TASK SET
• A. Decide whether each statement agrees with the news report on the benefits case: (i) Chubb had been receiving benefits since 1999; (ii) Chubb pleaded guilty to the fraud charge; (iii) the trial ended on the day of her first court appearance. Answer yes or no for each, quoting the deciding words of the report.
• B. Reproduce, character for character, the part of the news report on the benefits case that opens with the words containing "The grandmother-of-two has" and closes with "in her circumstances.".

GIVEN TEXT
=== Section Start ===
A LINGFIELD woman has blamed her "scatter-brain" for not notifying the Department for Work and Pensions that she was working.
Tracy Chubb, of Racecourse Road, appeared at Horsham Magistrates' Court on Monday last week charged with failing to notify them that she was in employment between November 2010 and December 2011.
Her trial is set to continue today (Thursday).
The 45-year-old had been receiving benefits from the Department of Work and Pensions since 1999 claiming she was unable to work due to illness – including arthritis and cataracts.
But in November 2010, she has secured a job as a bank telephonist at the Queen Victoria Hospital in Holtye Road, East Grinstead.
The court heard how she did not notify the department of the changes in her financial circumstances.
She told Colin Finnegan, a fraud investigation officer, "I am quite a scatter-brain, a ditsy woman.
"I did not know I had done anything wrong.
"I was not sat there rubbing my hands together like Scrooge.
"I work as bank staff to cover them. It is a few hours here."
The grandmother-of-two has pleaded not guilty to the charge of fraudulently claiming £2,406.
Pamela Draper, a civil servant at Crawley Job Centre, told the court that Chubb had attended an interview with her in February 2011, and she had tried to see if they could assist her back to work.
Mrs Draper told the court: "We fill out a form as to her health and anything that may have changed in her circumstances.
"If she had said that she was in employment then that would have been written on the form, which it was not.
"There was no talk of her working at that time.
"Tracy said she would love to work but said she thought no-one would employ her due to her medical problems."
=== Section End ===
MATERIAL SHOWN
=== Section Start ===
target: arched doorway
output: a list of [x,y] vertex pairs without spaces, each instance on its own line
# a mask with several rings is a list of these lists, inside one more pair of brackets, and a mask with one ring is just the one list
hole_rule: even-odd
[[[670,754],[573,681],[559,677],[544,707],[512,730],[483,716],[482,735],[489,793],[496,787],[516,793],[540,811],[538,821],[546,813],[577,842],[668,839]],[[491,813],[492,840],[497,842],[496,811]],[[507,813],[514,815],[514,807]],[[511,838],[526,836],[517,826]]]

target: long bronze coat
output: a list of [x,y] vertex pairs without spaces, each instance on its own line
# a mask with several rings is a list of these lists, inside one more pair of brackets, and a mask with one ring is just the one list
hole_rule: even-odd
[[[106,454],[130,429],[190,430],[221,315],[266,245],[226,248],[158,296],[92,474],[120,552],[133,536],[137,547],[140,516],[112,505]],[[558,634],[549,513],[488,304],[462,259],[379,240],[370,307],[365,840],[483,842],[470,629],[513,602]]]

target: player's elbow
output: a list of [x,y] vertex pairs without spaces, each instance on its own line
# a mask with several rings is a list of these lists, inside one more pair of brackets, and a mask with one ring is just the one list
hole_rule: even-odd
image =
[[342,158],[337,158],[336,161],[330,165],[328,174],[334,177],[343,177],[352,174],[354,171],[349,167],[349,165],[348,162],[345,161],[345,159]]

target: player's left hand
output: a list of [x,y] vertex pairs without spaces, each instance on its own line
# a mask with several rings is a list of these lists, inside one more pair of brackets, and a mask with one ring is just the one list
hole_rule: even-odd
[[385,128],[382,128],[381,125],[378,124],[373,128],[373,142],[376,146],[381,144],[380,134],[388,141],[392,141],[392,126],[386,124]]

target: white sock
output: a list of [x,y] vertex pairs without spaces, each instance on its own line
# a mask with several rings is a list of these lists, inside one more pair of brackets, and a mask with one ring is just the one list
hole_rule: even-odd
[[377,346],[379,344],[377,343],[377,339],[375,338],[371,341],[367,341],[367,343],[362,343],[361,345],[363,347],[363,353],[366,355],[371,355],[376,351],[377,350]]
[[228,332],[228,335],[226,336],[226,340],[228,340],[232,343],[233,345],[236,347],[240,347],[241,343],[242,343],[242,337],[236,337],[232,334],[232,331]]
=== Section End ===
TASK-BY-TASK RESULTS
• A.
(i) Yes: "had been receiving benefits from the Department of Work and Pensions since 1999"
(ii) No: "has pleaded not guilty to the charge of fraudulently claiming £2,406"
(iii) No: "Her trial is set to continue today (Thursday)."

• B.
The grandmother-of-two has pleaded not guilty to the charge of fraudulently claiming £2,406.
Pamela Draper, a civil servant at Crawley Job Centre, told the court that Chubb had attended an interview with her in February 2011, and she had tried to see if they could assist her back to work.
Mrs Draper told the court: "We fill out a form as to her health and anything that may have changed in her circumstances.